RECORDS TO PROCESS START
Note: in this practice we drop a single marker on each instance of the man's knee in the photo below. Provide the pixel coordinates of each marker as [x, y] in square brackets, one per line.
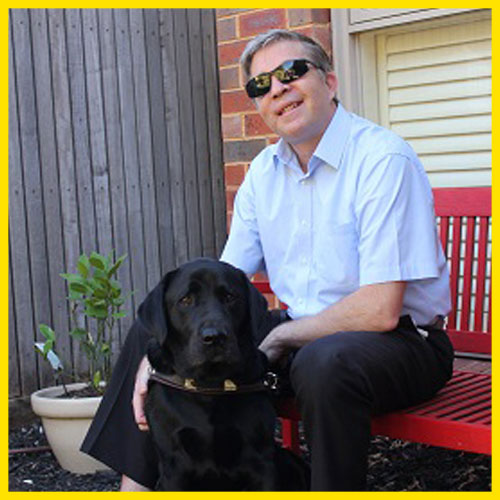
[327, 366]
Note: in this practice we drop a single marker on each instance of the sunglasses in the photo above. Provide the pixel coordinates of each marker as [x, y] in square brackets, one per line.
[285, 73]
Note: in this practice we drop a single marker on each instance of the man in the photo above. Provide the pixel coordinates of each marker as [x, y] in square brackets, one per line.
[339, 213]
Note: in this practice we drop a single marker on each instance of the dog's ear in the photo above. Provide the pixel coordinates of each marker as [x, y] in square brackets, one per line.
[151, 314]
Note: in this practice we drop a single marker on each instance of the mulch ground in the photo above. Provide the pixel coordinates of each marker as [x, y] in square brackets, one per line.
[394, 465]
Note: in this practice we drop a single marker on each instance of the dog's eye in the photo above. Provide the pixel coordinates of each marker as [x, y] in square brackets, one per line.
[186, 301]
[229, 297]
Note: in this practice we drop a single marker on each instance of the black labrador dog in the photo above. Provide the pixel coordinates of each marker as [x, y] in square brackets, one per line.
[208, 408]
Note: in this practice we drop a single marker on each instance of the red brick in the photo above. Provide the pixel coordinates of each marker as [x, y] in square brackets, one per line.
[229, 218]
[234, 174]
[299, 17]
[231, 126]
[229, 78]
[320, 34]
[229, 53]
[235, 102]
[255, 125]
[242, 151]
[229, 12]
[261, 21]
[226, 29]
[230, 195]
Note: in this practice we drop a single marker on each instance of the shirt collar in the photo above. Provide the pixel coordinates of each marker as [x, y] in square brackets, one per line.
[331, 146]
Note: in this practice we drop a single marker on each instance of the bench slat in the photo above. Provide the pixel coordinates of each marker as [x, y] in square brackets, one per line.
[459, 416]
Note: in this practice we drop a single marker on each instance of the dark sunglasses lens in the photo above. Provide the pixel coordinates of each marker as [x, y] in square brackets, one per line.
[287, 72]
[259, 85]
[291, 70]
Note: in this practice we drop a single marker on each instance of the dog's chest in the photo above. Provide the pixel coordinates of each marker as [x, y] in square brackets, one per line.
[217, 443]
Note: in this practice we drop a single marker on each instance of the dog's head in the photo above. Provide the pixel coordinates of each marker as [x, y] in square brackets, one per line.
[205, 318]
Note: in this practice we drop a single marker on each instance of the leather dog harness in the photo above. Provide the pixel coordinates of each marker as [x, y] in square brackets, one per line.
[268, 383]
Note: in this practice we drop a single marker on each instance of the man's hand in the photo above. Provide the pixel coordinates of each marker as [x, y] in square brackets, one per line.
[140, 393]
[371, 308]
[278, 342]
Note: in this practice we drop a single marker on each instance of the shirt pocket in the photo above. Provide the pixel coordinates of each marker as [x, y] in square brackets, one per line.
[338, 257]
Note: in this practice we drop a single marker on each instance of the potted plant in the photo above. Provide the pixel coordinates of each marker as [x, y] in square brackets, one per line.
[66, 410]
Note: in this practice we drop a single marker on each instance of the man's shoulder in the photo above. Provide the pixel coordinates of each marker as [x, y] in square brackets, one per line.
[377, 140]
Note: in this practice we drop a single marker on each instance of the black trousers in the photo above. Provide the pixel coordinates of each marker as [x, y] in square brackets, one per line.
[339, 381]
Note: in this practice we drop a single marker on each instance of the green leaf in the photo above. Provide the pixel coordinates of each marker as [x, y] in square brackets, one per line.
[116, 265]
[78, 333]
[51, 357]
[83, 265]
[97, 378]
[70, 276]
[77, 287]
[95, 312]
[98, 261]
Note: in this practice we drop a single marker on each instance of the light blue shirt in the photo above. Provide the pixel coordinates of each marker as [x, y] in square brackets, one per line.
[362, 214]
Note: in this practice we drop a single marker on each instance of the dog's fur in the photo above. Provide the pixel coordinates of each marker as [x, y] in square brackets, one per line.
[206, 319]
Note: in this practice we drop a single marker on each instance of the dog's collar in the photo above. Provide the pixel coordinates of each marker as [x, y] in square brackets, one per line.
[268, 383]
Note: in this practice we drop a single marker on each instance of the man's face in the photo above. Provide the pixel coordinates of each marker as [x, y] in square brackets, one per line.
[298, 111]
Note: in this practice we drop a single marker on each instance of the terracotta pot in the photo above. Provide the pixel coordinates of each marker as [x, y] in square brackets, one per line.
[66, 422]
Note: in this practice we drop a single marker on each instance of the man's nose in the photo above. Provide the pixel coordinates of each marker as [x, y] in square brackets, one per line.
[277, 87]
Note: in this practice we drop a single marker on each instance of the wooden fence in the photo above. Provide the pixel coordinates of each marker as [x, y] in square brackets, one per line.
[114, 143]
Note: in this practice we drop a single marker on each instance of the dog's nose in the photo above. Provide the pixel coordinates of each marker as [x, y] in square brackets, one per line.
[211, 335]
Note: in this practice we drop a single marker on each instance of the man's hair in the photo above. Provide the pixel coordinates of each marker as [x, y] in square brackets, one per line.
RECORDS TO PROCESS END
## [WORK ORDER]
Except for the pictures, set down all of the records exactly.

## [TASK OUTPUT]
Note: in this practice we drop a single marker on each instance of the man's knee in the photo below. Provide the pixel coordinates of each marker as [x, y] in square brackets, one per line.
[327, 366]
Note: in this practice we drop a single marker on each instance of the sunglasses in the photo above. Provide the pixel coordinates of each marker as [x, y] in square brackets, one per line.
[285, 73]
Note: in this practice we drop a single marker on each instance of the man in the photo above. Provide the pixel coordinates of each marker as [x, y] in square brackets, one per line.
[339, 213]
Note: in this practice we drop a single marker on each instance of the dog's ear in the photo above. Provide the pixel coordinates of each marker as [x, y] in square brackets, one per line.
[151, 314]
Note: in this practice we drop a single marker on each instance of the mulch ground in the photo above. Provide the pixel coordinates of each marker as [x, y] in square brackets, one per line.
[394, 465]
Note: in this practice we drop a single marker on each instance of the dog's eye in the photo above. Provide the pixel coordinates of each marker as [x, y] in square brackets, one per line.
[186, 301]
[229, 297]
Note: in this practice we drop a single marker on each instance of the black labrador dog in the photo above. Provide the pixel coordinates of each marker as [x, y] in square brackets, one per line.
[208, 408]
Note: in this practice we drop a single marker on each instance of the red brick in the photo above. Provide the pixel coordinates of each marker as [x, y] in square brackets, one per line.
[229, 218]
[234, 174]
[299, 17]
[231, 126]
[229, 78]
[320, 34]
[229, 53]
[235, 102]
[255, 125]
[242, 151]
[229, 12]
[261, 21]
[226, 29]
[230, 195]
Note: in this practice we drop a single marker on each instance of the shirt collar in the photo above. Provide the pixel coordinates of each marker as [x, y] in square brackets, one per line.
[331, 146]
Note: in this practice we drop a single marker on each instance of the bench slat in the photo above. Provide the pixel coordinates of each marker as [x, y] in square brackets, one per line.
[459, 416]
Note: in this practice we drop a single marker on each instance of the dark sunglasses lens in the photo above. Provide the pixel coordinates of each marker as [x, y] in square brackets, one per line.
[287, 72]
[259, 85]
[291, 70]
Note: in this practice we drop a single marker on each instance of the dog's chest in the photo above. Provide the pixel coordinates of each marker as [x, y] in square brackets, one per line.
[217, 443]
Note: in this practice we drop a single marker on each instance of the dog's head in the photo above. Provide the pixel coordinates of each marker as [x, y] in square brackets, one per line.
[205, 318]
Note: in this practice we drop a single marker on each instance of the leather dog harness in the photo above. Provide the pixel coordinates of each marker as [x, y] in square brackets, one per line.
[268, 383]
Note: in this practice we drop a single marker on each instance of the man's hand in the photo above. Provide the pixel coordinates of each marker as [x, y] in square brackets, one per line.
[140, 393]
[371, 308]
[278, 342]
Note: in this practice we drop a single marker on each instance of the shirt pocket in the photo above. Provide the pixel coordinates of each marker as [x, y] in square brackets, one per line.
[338, 257]
Note: in this practice we drop a single marker on each instance of the potted plant in the photo above. Provide the pixel coordinates of each marker as [x, y] in square brackets, one per line.
[66, 410]
Note: in this practice we drop a single marker on each instance of the man's shoulder in the photo above. Provide the pixel coordinates of each marker as [x, y] in square brackets, one per line.
[377, 140]
Note: in this practice we drop a single marker on each instance of the black trousers in the photo above. Provide the pixel coordinates of each marker as [x, y] in square brackets, one per line.
[339, 381]
Note: in this practice we drop a single marker on each instance of the green leaf in the photo above. Provide the pixel coordinates of each marker as [x, y] in square brackets, one per line.
[116, 265]
[78, 333]
[51, 357]
[83, 265]
[97, 378]
[70, 276]
[77, 287]
[95, 312]
[98, 261]
Note: in this practice we drop a single marker on each instance of the light blue shirt in the photo above. Provide the pixel coordinates of each marker as [x, y] in square brackets, one per line.
[362, 214]
Note: in this practice we drop a single marker on each instance of the dog's fur in the photo above. Provide the pixel coordinates of each marker as [x, y] in square brackets, one per line.
[206, 319]
Note: in this practice we drop a single marker on each instance of the dog's collar in the photo above. Provide the pixel coordinates of each marker as [x, y] in square brackets, one per line.
[268, 383]
Note: in this practice we drop a single marker on each instance of the man's face in the photo above. Provide the pixel coordinates of each marker as [x, y] in square brackets, one per line.
[298, 111]
Note: in this practice we drop a single marker on each instance of the terracotta pot in the photo above. Provide the pixel coordinates of each marker as [x, y] in square brackets, one per line.
[66, 422]
Note: in this practice we drop a single marker on each instance of the man's nose in the photo above. Provide the pixel coordinates of each marker as [x, y] in square brackets, one per line.
[277, 87]
Note: in this practice we drop a single marker on each instance of the wooden fence in the photo above. Provide the pixel coordinates of each marker as [x, y] in square brackets, one per line.
[114, 143]
Note: in this practice we drop a single marker on each instance of the dog's nose in the photo above. Provide the pixel coordinates of each marker as [x, y] in square brackets, one per line.
[211, 335]
Note: in this practice we drop a single marker on each instance of the man's hair in the photo above. Provide the pixel coordinates of each marker as [x, y] in square brackets, one per line.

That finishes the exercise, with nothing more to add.